* PROBLEM TO SOLVE *
Set down the entries below exactly as written.
-=-=-
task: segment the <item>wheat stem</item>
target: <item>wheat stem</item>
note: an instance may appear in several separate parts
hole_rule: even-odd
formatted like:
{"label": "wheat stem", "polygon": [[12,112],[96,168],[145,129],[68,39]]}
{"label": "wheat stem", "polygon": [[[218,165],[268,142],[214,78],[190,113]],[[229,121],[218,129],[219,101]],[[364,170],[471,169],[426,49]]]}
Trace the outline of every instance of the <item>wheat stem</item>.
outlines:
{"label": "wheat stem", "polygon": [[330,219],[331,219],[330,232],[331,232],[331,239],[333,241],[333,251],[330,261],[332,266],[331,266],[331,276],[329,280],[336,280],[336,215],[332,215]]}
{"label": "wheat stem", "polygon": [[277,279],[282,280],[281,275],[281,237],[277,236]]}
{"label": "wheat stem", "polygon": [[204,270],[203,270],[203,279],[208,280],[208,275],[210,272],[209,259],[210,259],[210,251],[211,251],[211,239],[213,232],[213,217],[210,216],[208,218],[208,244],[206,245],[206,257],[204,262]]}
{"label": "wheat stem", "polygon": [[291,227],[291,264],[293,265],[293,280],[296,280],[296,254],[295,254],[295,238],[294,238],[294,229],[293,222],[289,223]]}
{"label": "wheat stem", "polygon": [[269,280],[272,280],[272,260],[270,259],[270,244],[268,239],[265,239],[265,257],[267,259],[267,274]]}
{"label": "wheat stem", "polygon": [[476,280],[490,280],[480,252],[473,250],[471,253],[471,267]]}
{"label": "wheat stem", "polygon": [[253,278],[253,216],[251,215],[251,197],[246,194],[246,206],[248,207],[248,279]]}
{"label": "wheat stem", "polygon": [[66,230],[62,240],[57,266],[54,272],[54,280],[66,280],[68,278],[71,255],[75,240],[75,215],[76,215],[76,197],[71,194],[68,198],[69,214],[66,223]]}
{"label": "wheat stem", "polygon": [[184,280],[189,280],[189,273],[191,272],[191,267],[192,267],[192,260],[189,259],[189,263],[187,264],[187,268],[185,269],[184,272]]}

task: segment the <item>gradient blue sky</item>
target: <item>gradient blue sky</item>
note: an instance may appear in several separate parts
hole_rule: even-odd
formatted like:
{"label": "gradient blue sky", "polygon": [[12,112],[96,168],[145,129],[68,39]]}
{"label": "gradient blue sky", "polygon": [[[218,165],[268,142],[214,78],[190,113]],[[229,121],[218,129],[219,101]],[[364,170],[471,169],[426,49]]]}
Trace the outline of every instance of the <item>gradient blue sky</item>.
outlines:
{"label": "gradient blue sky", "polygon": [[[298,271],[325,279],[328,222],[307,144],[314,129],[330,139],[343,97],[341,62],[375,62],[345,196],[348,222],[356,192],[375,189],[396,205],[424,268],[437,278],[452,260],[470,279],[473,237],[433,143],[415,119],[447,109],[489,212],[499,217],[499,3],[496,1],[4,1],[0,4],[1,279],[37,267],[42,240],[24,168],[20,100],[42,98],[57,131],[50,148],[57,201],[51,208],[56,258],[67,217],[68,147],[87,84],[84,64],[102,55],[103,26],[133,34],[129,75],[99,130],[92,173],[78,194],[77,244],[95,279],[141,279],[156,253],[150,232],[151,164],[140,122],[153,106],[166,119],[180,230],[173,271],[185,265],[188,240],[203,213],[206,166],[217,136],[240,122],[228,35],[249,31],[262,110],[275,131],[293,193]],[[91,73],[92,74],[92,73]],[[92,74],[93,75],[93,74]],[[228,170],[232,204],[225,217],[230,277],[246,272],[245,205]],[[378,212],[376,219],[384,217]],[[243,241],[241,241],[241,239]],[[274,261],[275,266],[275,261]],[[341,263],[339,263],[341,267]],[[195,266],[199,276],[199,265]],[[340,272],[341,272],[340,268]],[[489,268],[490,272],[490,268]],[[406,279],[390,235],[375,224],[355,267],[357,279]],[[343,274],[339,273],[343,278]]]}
-=-=-
* SOLUTION TO THIS TASK *
task: segment the <item>wheat stem</item>
target: <item>wheat stem</item>
note: an instance may appear in several separate parts
hole_rule: even-odd
formatted like:
{"label": "wheat stem", "polygon": [[12,112],[96,168],[145,129],[68,39]]}
{"label": "wheat stem", "polygon": [[[218,165],[268,142],[214,78],[190,113]],[[229,121],[218,129],[219,101]],[[364,170],[471,169],[426,49]]]}
Trace the outline of every instance of the <item>wheat stem</item>.
outlines:
{"label": "wheat stem", "polygon": [[330,219],[331,219],[330,232],[331,232],[331,239],[333,241],[333,251],[330,261],[332,266],[331,266],[331,276],[329,280],[336,280],[336,215],[332,215]]}
{"label": "wheat stem", "polygon": [[277,279],[282,280],[281,275],[281,237],[277,236]]}
{"label": "wheat stem", "polygon": [[204,270],[203,270],[203,279],[208,280],[208,275],[210,272],[209,259],[210,259],[210,251],[211,251],[211,239],[213,232],[213,217],[210,216],[208,218],[208,244],[206,245],[206,257],[204,262]]}
{"label": "wheat stem", "polygon": [[291,227],[291,264],[293,265],[293,280],[296,280],[296,254],[295,254],[295,238],[294,238],[294,229],[293,222],[289,223]]}
{"label": "wheat stem", "polygon": [[269,280],[272,280],[272,260],[270,259],[270,244],[268,239],[265,239],[265,257],[267,259],[267,274]]}
{"label": "wheat stem", "polygon": [[476,280],[490,280],[480,252],[473,250],[471,253],[471,267]]}
{"label": "wheat stem", "polygon": [[253,278],[253,216],[251,215],[251,197],[246,194],[246,206],[248,207],[248,279]]}
{"label": "wheat stem", "polygon": [[66,230],[62,240],[57,266],[54,272],[54,280],[66,280],[68,278],[71,255],[75,240],[75,215],[76,215],[76,197],[71,194],[68,198],[69,214],[66,223]]}
{"label": "wheat stem", "polygon": [[184,280],[189,280],[189,273],[191,272],[191,267],[192,267],[192,260],[189,259],[189,263],[187,264],[187,268],[185,269],[184,272]]}

task: segment the <item>gradient blue sky</item>
target: <item>gradient blue sky</item>
note: an instance may appear in several separate parts
hole_rule: even-odd
formatted like:
{"label": "gradient blue sky", "polygon": [[12,112],[96,168],[145,129],[68,39]]}
{"label": "gradient blue sky", "polygon": [[[218,165],[268,142],[214,78],[190,113]],[[229,121],[218,129],[219,101]],[[364,170],[471,169],[426,49]]]}
Trace the outline of every instance of the <item>gradient blue sky</item>.
outlines:
{"label": "gradient blue sky", "polygon": [[[298,271],[325,279],[328,222],[307,144],[314,129],[330,139],[343,97],[341,62],[375,62],[345,196],[348,222],[356,192],[375,189],[396,205],[424,268],[437,278],[452,260],[470,279],[473,237],[433,143],[415,119],[447,109],[489,212],[499,217],[499,3],[496,1],[4,1],[0,4],[1,279],[37,267],[42,240],[24,168],[20,100],[42,98],[57,131],[50,148],[57,201],[51,208],[56,258],[67,217],[68,147],[87,84],[84,64],[102,55],[103,26],[133,34],[129,75],[99,130],[92,173],[78,194],[77,244],[95,279],[141,279],[156,253],[150,232],[151,164],[140,122],[153,106],[166,119],[180,230],[173,271],[185,265],[188,240],[203,213],[206,166],[217,136],[240,122],[228,35],[249,31],[262,110],[275,131],[293,193]],[[91,73],[92,74],[92,73]],[[92,74],[93,75],[93,74]],[[228,170],[232,204],[225,217],[230,277],[246,272],[245,205]],[[378,212],[376,219],[384,217]],[[243,241],[241,241],[241,239]],[[274,261],[275,266],[275,261]],[[341,263],[339,263],[341,267]],[[195,266],[199,276],[199,265]],[[340,272],[341,272],[340,268]],[[489,268],[490,272],[490,268]],[[406,279],[390,235],[375,224],[355,267],[357,279]],[[343,274],[339,273],[343,278]]]}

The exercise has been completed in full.